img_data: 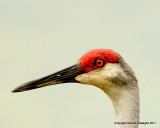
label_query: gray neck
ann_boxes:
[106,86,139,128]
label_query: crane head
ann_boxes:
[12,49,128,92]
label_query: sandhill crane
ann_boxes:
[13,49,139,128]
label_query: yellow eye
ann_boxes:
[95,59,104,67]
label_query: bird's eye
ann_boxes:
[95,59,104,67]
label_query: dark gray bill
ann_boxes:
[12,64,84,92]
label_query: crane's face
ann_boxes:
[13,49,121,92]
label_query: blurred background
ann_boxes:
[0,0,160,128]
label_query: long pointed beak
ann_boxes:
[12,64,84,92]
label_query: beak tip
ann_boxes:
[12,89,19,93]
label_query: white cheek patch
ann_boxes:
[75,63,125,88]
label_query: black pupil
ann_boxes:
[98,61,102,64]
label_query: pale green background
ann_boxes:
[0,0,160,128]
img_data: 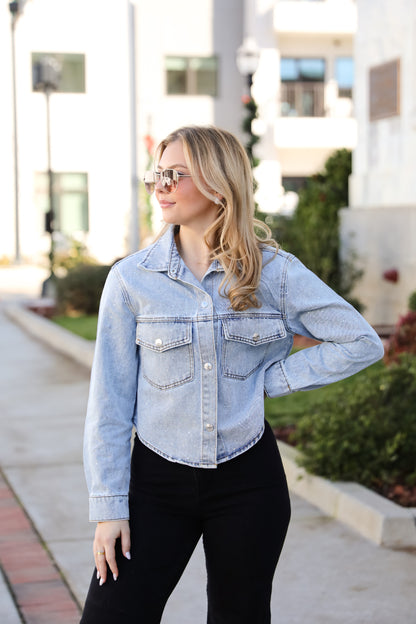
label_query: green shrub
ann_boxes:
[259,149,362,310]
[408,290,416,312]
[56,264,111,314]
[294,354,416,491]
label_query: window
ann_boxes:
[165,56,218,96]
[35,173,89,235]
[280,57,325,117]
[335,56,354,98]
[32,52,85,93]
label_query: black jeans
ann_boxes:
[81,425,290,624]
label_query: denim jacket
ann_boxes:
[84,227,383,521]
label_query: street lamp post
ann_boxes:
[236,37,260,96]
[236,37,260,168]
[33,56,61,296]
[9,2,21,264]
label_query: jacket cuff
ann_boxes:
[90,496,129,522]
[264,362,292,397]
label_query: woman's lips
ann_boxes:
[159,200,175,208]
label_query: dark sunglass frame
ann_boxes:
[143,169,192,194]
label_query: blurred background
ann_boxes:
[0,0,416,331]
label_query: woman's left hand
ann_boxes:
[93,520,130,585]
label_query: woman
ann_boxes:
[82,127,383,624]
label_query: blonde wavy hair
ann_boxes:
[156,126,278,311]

◆ ◆ ◆ ◆ ◆

Rewrite the listing with every "blurred" swapped for "out-of-focus", keeping everything else the same. Leave the pictures out of your answer.

> [Complete response]:
img_data: 
label_query: gray neck
ann_boxes:
[106,86,139,128]
label_query: crane head
ann_boxes:
[12,49,128,92]
label_query: sandhill crane
ann_boxes:
[13,49,139,128]
label_query: yellow eye
ann_boxes:
[95,59,104,67]
label_query: bird's eye
ann_boxes:
[95,59,104,67]
label_query: dark gray bill
ann_boxes:
[12,64,84,92]
label_query: crane's face
ann_boxes:
[13,49,121,92]
label_query: out-of-focus background
ann_boxes:
[0,0,160,128]
label_query: long pointed beak
ann_boxes:
[12,64,84,92]
label_query: beak tip
ann_boxes:
[12,89,19,93]
label_query: white cheek patch
ann_boxes:
[75,63,125,88]
label_query: black pupil
ann_boxes:
[98,61,102,64]
label_query: pale green background
ann_boxes:
[0,0,160,128]
img_data: 
label_query: green shrub
ann_boxes:
[259,149,362,310]
[408,290,416,312]
[56,264,111,314]
[294,354,416,491]
label_query: window
ann_boxes:
[165,56,218,96]
[35,173,89,235]
[280,57,325,117]
[335,56,354,98]
[32,52,85,93]
label_query: black jeans
ann_boxes:
[81,425,290,624]
label_query: denim jacket
ann_boxes:
[84,227,383,521]
label_query: street lamp post
ann_boxes:
[236,37,260,96]
[236,37,260,168]
[33,56,61,296]
[9,2,21,264]
label_query: jacket cuff
ann_boxes:
[90,496,129,522]
[264,362,292,397]
label_query: woman's lips
ann_boxes:
[159,200,175,208]
label_query: dark sunglass frame
ann_boxes:
[143,169,192,194]
label_query: out-of-focus background
ann_boxes:
[0,0,416,331]
label_query: woman's left hand
ann_boxes:
[93,520,130,585]
label_query: woman
ann_boxes:
[82,127,383,624]
label_query: blonde wavy hair
ann_boxes:
[156,126,278,311]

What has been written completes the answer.